SOURCE MATERIAL:
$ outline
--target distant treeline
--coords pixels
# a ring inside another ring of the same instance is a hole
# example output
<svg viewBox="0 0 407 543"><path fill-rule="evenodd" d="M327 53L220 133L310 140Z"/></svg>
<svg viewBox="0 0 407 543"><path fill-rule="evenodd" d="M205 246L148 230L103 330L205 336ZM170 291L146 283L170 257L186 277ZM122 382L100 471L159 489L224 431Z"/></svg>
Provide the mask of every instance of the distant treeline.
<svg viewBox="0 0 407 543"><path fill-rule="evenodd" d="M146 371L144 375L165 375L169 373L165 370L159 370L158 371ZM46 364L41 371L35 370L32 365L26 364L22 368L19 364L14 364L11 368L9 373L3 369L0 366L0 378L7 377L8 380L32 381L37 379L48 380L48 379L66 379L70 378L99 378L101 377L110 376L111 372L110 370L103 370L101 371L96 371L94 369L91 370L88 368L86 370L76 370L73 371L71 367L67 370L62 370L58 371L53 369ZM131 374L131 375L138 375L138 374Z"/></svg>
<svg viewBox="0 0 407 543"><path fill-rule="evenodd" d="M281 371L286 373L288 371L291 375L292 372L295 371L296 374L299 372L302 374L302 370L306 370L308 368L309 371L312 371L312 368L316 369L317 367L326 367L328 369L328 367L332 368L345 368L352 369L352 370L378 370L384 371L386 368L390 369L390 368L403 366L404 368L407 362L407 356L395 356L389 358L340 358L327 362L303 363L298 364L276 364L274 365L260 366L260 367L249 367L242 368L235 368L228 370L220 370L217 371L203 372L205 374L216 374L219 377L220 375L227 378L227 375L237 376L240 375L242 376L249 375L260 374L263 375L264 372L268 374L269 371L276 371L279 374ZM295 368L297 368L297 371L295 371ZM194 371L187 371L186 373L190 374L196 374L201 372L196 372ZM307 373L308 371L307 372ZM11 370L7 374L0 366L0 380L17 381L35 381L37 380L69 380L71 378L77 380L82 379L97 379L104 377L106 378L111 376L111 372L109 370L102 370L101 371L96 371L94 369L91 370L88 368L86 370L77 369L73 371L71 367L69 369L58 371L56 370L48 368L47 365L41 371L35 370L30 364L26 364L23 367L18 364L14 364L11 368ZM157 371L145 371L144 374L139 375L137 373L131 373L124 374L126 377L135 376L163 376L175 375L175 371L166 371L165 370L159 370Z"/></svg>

WHAT THIS TASK INVOLVES: Set out every one of the lines above as a numbered list, leaving out any blank lines.

WRITTEN REPLY:
1. $ outline
2. --target distant treeline
3. --coords pixels
4. # a ring inside another ring of the same instance is a hole
5. # example output
6. <svg viewBox="0 0 407 543"><path fill-rule="evenodd" d="M327 53L220 133L310 140Z"/></svg>
7. <svg viewBox="0 0 407 543"><path fill-rule="evenodd" d="M205 246L148 230L103 330L205 336ZM170 291L146 283L170 257L186 277ZM122 382L100 471L159 489L224 431Z"/></svg>
8. Provide the mask of every instance of the distant treeline.
9. <svg viewBox="0 0 407 543"><path fill-rule="evenodd" d="M146 371L144 375L165 375L169 373L165 370L159 370L158 371ZM46 364L41 371L35 370L32 365L26 364L22 368L19 364L14 364L11 368L9 373L3 369L0 366L0 378L7 377L8 380L32 381L37 379L48 380L48 379L66 379L70 378L99 378L101 377L110 376L111 372L110 370L103 370L101 371L96 371L94 369L91 370L88 368L86 370L76 370L73 371L71 367L67 370L62 370L58 371L53 369ZM131 374L131 375L138 375L138 374Z"/></svg>
10. <svg viewBox="0 0 407 543"><path fill-rule="evenodd" d="M281 371L286 373L288 371L291 375L292 372L295 371L296 374L299 372L302 374L302 370L306 370L308 368L309 371L312 371L312 368L316 369L317 367L326 367L328 369L328 367L332 368L345 368L352 369L352 370L378 370L384 371L386 368L390 369L390 368L403 366L404 368L407 362L407 356L395 356L389 358L340 358L327 362L303 363L298 364L276 364L274 365L260 366L260 367L249 367L242 368L235 368L228 370L220 370L217 371L203 372L205 374L216 374L219 377L220 375L227 378L227 375L237 376L240 375L242 376L249 375L260 374L263 375L264 372L268 374L269 371L276 371L279 374ZM295 368L297 368L297 371L295 371ZM194 371L187 371L186 373L190 374L196 374L201 372L196 372ZM307 373L308 371L307 372ZM11 370L7 374L0 366L0 380L17 381L35 381L37 380L69 380L71 378L77 380L82 379L97 379L104 377L106 378L111 376L111 372L109 370L102 370L101 371L96 371L94 369L91 370L88 368L86 370L77 369L73 371L71 367L69 369L58 371L56 370L48 368L47 365L41 371L35 370L30 364L26 364L23 367L18 364L14 364L11 368ZM157 371L145 371L144 374L139 375L137 373L131 373L124 374L126 377L135 376L163 376L175 375L175 371L166 371L165 370L159 370Z"/></svg>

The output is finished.